__Collected data__
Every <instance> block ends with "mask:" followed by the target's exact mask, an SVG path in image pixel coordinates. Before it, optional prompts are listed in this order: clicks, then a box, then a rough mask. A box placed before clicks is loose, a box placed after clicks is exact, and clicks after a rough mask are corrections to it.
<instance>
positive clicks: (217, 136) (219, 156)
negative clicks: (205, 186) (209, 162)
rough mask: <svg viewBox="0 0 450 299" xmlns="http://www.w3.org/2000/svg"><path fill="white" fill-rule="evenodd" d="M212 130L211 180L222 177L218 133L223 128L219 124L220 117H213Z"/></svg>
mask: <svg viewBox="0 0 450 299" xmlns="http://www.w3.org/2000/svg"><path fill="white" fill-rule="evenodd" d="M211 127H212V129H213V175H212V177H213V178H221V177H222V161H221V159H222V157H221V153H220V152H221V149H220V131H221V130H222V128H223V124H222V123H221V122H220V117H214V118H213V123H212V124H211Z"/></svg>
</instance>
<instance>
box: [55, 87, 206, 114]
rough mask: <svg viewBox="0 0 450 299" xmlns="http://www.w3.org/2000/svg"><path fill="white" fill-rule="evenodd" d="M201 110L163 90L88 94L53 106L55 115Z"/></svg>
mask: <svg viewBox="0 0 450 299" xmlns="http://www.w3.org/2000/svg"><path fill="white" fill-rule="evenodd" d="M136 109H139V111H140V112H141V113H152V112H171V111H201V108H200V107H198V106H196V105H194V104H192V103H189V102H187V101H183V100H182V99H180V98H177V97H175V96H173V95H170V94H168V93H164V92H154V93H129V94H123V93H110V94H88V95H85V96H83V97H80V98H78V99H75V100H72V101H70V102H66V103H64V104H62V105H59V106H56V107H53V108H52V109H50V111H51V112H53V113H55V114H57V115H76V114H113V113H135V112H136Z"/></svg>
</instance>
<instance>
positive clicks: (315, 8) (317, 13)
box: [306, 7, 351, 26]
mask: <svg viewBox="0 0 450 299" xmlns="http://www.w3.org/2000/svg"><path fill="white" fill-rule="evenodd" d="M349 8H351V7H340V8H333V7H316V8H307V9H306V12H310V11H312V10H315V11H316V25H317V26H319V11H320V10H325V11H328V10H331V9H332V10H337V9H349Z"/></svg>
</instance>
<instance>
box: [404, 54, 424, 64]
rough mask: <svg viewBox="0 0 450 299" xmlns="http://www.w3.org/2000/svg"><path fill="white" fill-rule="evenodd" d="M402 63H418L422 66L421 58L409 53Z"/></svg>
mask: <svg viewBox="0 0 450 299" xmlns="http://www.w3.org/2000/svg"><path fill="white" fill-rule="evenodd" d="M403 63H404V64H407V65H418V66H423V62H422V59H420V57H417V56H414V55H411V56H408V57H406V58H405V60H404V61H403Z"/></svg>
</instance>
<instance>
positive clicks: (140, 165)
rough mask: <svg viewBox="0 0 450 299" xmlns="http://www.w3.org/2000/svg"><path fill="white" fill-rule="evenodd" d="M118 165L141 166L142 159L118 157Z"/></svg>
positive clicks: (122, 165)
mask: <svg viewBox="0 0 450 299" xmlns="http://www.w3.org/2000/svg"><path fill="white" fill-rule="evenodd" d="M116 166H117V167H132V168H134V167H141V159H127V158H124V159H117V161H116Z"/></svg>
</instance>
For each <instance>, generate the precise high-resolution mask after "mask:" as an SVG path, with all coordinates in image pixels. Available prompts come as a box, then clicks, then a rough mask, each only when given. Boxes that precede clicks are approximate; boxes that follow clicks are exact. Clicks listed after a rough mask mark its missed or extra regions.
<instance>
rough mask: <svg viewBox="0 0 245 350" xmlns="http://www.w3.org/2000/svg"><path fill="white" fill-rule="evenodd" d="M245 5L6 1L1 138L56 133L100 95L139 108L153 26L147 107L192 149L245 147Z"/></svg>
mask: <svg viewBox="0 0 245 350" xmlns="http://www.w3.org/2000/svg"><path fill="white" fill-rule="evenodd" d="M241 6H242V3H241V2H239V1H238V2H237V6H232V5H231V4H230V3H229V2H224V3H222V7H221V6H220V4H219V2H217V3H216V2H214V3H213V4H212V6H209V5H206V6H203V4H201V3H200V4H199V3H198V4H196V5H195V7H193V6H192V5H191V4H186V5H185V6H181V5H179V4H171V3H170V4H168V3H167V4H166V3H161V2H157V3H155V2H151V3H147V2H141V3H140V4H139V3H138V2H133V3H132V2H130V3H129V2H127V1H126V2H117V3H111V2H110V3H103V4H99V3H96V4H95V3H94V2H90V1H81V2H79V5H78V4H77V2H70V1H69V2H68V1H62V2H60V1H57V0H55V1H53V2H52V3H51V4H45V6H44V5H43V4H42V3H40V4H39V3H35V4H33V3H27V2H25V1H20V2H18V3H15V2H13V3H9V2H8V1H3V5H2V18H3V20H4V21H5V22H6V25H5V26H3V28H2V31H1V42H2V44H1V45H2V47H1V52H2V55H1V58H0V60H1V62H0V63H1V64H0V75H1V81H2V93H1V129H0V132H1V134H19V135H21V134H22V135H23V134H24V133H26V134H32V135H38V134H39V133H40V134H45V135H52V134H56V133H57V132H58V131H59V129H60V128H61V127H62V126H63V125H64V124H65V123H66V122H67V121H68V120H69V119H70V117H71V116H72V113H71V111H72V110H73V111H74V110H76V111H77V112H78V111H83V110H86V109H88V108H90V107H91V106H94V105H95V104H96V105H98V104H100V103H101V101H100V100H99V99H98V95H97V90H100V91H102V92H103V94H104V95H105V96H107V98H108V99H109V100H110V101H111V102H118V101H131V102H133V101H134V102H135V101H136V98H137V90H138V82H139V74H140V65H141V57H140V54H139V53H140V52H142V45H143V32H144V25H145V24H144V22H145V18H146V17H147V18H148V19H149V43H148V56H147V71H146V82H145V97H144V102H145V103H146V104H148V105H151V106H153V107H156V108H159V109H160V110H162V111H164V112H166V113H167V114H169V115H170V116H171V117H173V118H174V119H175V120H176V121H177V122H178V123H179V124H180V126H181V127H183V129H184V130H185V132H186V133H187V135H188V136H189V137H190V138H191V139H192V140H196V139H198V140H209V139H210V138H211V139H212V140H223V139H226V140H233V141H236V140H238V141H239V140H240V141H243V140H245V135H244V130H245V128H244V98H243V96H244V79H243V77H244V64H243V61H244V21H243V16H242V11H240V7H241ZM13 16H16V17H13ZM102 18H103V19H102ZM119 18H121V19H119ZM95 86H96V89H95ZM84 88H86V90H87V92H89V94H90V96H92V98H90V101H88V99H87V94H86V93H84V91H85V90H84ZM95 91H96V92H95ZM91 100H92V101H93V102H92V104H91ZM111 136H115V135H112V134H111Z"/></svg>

__WORK REQUIRED__
All entries above are to be repeated verbatim, down to the last line.

__ANSWER TO THIS EXERCISE__
Every <instance> block ends with "mask:" followed by the target's exact mask, an SVG path in image pixel coordinates. Before it, optional prompts are listed in this order: clicks, then a box, then a rough mask. A box placed before clicks is loose, a box placed after clicks is exact, and clicks after a rough mask are corrections to it.
<instance>
positive clicks: (217, 136) (219, 156)
negative clicks: (205, 186) (209, 162)
rough mask: <svg viewBox="0 0 450 299" xmlns="http://www.w3.org/2000/svg"><path fill="white" fill-rule="evenodd" d="M212 130L211 180L222 177L218 133L223 128L219 124L220 117H213Z"/></svg>
mask: <svg viewBox="0 0 450 299" xmlns="http://www.w3.org/2000/svg"><path fill="white" fill-rule="evenodd" d="M211 127H212V129H213V175H212V177H213V178H221V177H222V161H221V159H222V157H221V153H220V152H221V149H220V131H221V130H222V128H223V124H222V123H221V122H220V117H214V118H213V123H212V124H211Z"/></svg>
</instance>
<instance>
box: [55, 87, 206, 114]
rough mask: <svg viewBox="0 0 450 299" xmlns="http://www.w3.org/2000/svg"><path fill="white" fill-rule="evenodd" d="M201 110L163 90L88 94L53 106L55 115Z"/></svg>
mask: <svg viewBox="0 0 450 299" xmlns="http://www.w3.org/2000/svg"><path fill="white" fill-rule="evenodd" d="M136 109H139V111H140V112H141V113H152V112H171V111H201V108H200V107H198V106H196V105H194V104H192V103H189V102H187V101H183V100H182V99H180V98H177V97H175V96H173V95H170V94H168V93H164V92H154V93H129V94H123V93H110V94H88V95H85V96H83V97H80V98H78V99H75V100H72V101H70V102H66V103H64V104H62V105H59V106H56V107H53V108H52V109H50V111H51V112H53V113H55V114H57V115H76V114H113V113H135V112H136Z"/></svg>
</instance>
<instance>
positive clicks: (315, 8) (317, 13)
box: [306, 7, 351, 26]
mask: <svg viewBox="0 0 450 299" xmlns="http://www.w3.org/2000/svg"><path fill="white" fill-rule="evenodd" d="M349 8H351V7H340V8H333V7H316V8H307V9H306V12H310V11H312V10H315V11H316V25H317V26H319V11H320V10H325V11H328V10H331V9H332V10H337V9H349Z"/></svg>
</instance>
<instance>
box: [404, 54, 424, 64]
rough mask: <svg viewBox="0 0 450 299" xmlns="http://www.w3.org/2000/svg"><path fill="white" fill-rule="evenodd" d="M402 63H418L422 66L421 58L409 53Z"/></svg>
mask: <svg viewBox="0 0 450 299" xmlns="http://www.w3.org/2000/svg"><path fill="white" fill-rule="evenodd" d="M403 63H404V64H407V65H418V66H423V62H422V59H420V57H417V56H414V55H411V56H408V57H406V58H405V60H404V61H403Z"/></svg>
</instance>
<instance>
positive clicks: (140, 165)
rough mask: <svg viewBox="0 0 450 299" xmlns="http://www.w3.org/2000/svg"><path fill="white" fill-rule="evenodd" d="M118 165L141 166L142 159L118 157Z"/></svg>
positive clicks: (122, 165)
mask: <svg viewBox="0 0 450 299" xmlns="http://www.w3.org/2000/svg"><path fill="white" fill-rule="evenodd" d="M116 166H117V167H132V168H134V167H141V159H127V158H124V159H117V161H116Z"/></svg>
</instance>
For each <instance>, generate the precise high-resolution mask after "mask:" as an SVG path, with all coordinates in image pixels. Available prompts come as a box, then clicks, then a rough mask, each only when given. Boxes that precede clicks are approximate; boxes that follow clicks are exact. Clicks listed after a rough mask mark its missed or extra regions.
<instance>
rough mask: <svg viewBox="0 0 245 350" xmlns="http://www.w3.org/2000/svg"><path fill="white" fill-rule="evenodd" d="M245 5L6 1L1 138L56 133L100 95L139 108L153 26L147 107L192 149L245 147Z"/></svg>
mask: <svg viewBox="0 0 245 350" xmlns="http://www.w3.org/2000/svg"><path fill="white" fill-rule="evenodd" d="M241 6H242V3H241V2H239V1H238V2H237V6H232V5H231V4H230V3H229V2H224V3H222V7H221V6H220V4H219V2H217V3H216V2H214V3H213V4H212V6H209V5H206V6H203V4H201V3H200V4H199V3H198V4H196V5H195V7H193V6H192V5H191V4H186V5H185V6H181V5H179V4H171V3H170V4H168V3H167V4H166V3H161V2H157V3H155V2H151V3H147V2H141V3H140V4H139V3H138V2H133V3H132V2H130V3H129V2H127V1H126V2H117V3H111V2H110V3H103V4H99V3H96V4H95V3H94V2H90V1H81V2H79V5H78V4H77V2H70V1H69V2H68V1H62V2H60V1H57V0H55V1H53V2H52V3H51V4H45V6H44V5H43V4H42V3H40V4H39V3H35V4H33V3H27V2H25V1H20V2H18V3H15V2H13V3H9V2H8V1H3V5H2V18H3V20H4V21H5V22H6V25H5V26H3V28H2V31H1V42H2V44H1V45H2V47H1V52H2V55H1V58H0V60H1V62H0V63H1V64H0V75H1V81H2V93H1V129H0V132H1V134H19V135H21V134H22V135H23V134H24V133H26V134H32V135H38V134H39V133H40V134H45V135H52V134H56V133H57V132H58V131H59V129H60V128H61V127H62V126H63V125H64V124H65V123H66V122H67V121H68V120H69V119H70V117H71V116H72V113H71V111H72V110H73V111H74V110H76V111H77V112H78V111H83V110H86V109H88V108H90V107H91V106H94V105H95V104H96V105H98V104H100V103H101V101H100V100H99V99H98V95H97V90H100V91H102V92H103V94H104V95H105V96H107V98H108V99H109V100H110V101H111V102H118V101H131V102H133V101H134V102H135V101H136V98H137V90H138V82H139V74H140V65H141V57H140V54H139V53H140V52H142V45H143V32H144V25H145V24H144V22H145V18H146V17H147V18H148V19H149V43H148V56H147V71H146V82H145V97H144V102H145V103H146V104H148V105H151V106H153V107H156V108H159V109H160V110H162V111H164V112H166V113H167V114H169V115H170V116H171V117H173V118H174V119H175V120H176V121H177V122H178V123H179V124H180V126H181V127H183V129H184V130H185V132H186V133H187V135H188V136H189V137H190V138H191V139H192V140H196V139H198V140H209V139H210V138H211V139H212V140H223V139H226V140H233V141H236V140H238V141H239V140H240V141H243V140H245V135H244V130H245V128H244V98H243V96H244V79H243V77H244V64H243V61H244V21H243V16H242V11H240V7H241ZM13 16H16V17H13ZM102 18H103V19H102ZM119 18H121V19H119ZM95 86H96V89H95ZM84 88H86V90H87V92H89V94H90V96H92V98H90V101H88V99H87V94H86V93H84V91H85V90H84ZM95 91H96V92H95ZM91 100H92V101H93V102H92V104H91ZM111 136H115V135H112V134H111Z"/></svg>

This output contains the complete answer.